● **EXERCISE TASK**
Write out the records again, exactly, leaving none out.
----- MATERIAL SHOWN -----
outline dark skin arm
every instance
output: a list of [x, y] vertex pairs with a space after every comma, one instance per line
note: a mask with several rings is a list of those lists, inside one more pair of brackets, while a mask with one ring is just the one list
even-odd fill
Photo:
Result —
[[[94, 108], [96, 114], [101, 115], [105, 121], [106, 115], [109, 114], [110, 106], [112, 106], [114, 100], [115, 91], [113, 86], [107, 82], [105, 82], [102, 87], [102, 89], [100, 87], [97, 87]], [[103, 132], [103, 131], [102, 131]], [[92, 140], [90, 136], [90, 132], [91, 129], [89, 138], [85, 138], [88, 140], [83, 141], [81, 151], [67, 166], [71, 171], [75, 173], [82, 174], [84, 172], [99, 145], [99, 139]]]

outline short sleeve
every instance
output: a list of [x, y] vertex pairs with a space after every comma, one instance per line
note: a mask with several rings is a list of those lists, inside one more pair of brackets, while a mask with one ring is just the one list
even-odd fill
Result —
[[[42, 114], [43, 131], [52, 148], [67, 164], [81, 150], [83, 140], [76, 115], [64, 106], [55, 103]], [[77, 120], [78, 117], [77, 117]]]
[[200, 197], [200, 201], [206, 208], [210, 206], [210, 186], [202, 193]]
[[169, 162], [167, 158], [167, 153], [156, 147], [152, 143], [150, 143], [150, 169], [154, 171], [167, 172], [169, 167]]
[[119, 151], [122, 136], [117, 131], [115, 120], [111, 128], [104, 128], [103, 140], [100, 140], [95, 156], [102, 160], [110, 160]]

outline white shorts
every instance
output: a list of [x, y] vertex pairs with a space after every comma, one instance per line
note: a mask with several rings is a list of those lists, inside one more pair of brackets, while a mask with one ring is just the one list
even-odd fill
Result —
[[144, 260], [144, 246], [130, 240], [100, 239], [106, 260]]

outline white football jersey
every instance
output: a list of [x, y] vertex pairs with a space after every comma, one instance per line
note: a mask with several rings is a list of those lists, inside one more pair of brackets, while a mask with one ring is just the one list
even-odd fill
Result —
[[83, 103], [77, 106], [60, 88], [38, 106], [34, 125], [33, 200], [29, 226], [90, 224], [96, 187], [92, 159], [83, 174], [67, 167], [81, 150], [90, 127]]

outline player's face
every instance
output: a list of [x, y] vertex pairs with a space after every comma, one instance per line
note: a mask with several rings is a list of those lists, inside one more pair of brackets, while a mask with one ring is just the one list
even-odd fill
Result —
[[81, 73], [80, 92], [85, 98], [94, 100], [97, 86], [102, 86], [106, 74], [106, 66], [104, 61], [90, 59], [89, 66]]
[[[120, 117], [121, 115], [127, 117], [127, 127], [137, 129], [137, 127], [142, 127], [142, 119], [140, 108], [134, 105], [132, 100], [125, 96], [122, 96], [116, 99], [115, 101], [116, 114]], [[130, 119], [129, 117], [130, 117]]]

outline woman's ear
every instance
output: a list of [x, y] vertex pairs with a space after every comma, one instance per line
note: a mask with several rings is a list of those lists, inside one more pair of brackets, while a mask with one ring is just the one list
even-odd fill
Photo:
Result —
-----
● **FINISHED ANSWER**
outline dark skin arm
every instance
output: a list of [x, y] vertex pairs with a space after every comma, one instance per line
note: a mask with several rings is a list of those lists, inside one more pair of brackets, while a mask with one ring is just the one list
even-odd fill
Photo:
Result —
[[[94, 108], [96, 114], [101, 115], [105, 121], [106, 115], [109, 114], [110, 106], [112, 106], [114, 100], [115, 91], [113, 86], [107, 82], [105, 82], [102, 87], [102, 89], [100, 87], [97, 87]], [[103, 132], [103, 131], [102, 131]], [[92, 140], [90, 136], [90, 132], [91, 129], [89, 138], [85, 138], [88, 140], [83, 141], [81, 151], [67, 166], [71, 171], [75, 173], [82, 174], [84, 172], [99, 145], [99, 139]]]

outline short sleeve
every instance
output: a list of [x, y] vertex pairs with a space after every comma, one instance per line
note: a mask with several rings is a list of those lists, inside one more pair of brackets, while a mask with one ring is just the one list
even-odd fill
Result —
[[[42, 114], [43, 131], [52, 148], [67, 164], [81, 150], [83, 140], [76, 115], [64, 106], [55, 103]], [[77, 120], [78, 117], [77, 117]]]
[[200, 197], [200, 201], [206, 208], [210, 206], [210, 186], [202, 193]]
[[169, 162], [167, 158], [167, 153], [156, 147], [152, 143], [150, 143], [150, 169], [154, 171], [167, 172], [169, 167]]
[[119, 151], [122, 136], [117, 131], [115, 120], [111, 128], [104, 128], [103, 140], [100, 140], [95, 156], [102, 160], [110, 160]]

outline white shorts
every instance
output: a list of [x, y] vertex pairs with a space after every comma, one instance per line
note: a mask with several rings is a list of those lists, inside one more pair of brackets, while a mask with one ring is just the one list
even-odd fill
Result —
[[144, 260], [144, 246], [130, 240], [100, 239], [106, 260]]

outline white football jersey
every instance
output: a list of [x, y] vertex pairs with a space after every comma, one instance per line
note: a mask with several rings is a list of those lists, inside one more pair of brackets, while a mask with one ring is just the one list
even-odd fill
Result —
[[83, 103], [77, 106], [60, 88], [38, 106], [34, 125], [33, 200], [29, 226], [90, 224], [96, 187], [92, 159], [83, 174], [67, 167], [81, 150], [90, 127]]

outline player's face
every instance
output: a list of [x, y] vertex pairs with a space after every comma, one instance per line
note: a mask with several rings is a list of those lists, inside one more pair of brackets, while a mask with one ring is just the one list
even-odd fill
Result —
[[81, 73], [80, 92], [85, 98], [94, 100], [97, 86], [102, 86], [106, 74], [106, 66], [104, 61], [90, 59], [89, 66]]
[[[120, 117], [121, 115], [127, 117], [127, 127], [137, 129], [137, 127], [142, 127], [142, 119], [140, 108], [134, 105], [132, 100], [125, 96], [122, 96], [116, 99], [115, 101], [116, 114]], [[130, 119], [129, 117], [130, 117]]]

outline woman's ear
every instance
output: a list of [x, y] vertex pairs with a space after every comma, one instance per line
note: a mask with several rings is a list of those lists, inside one more pair of brackets, while a mask with one ring is just the one list
even-odd fill
Photo:
Result —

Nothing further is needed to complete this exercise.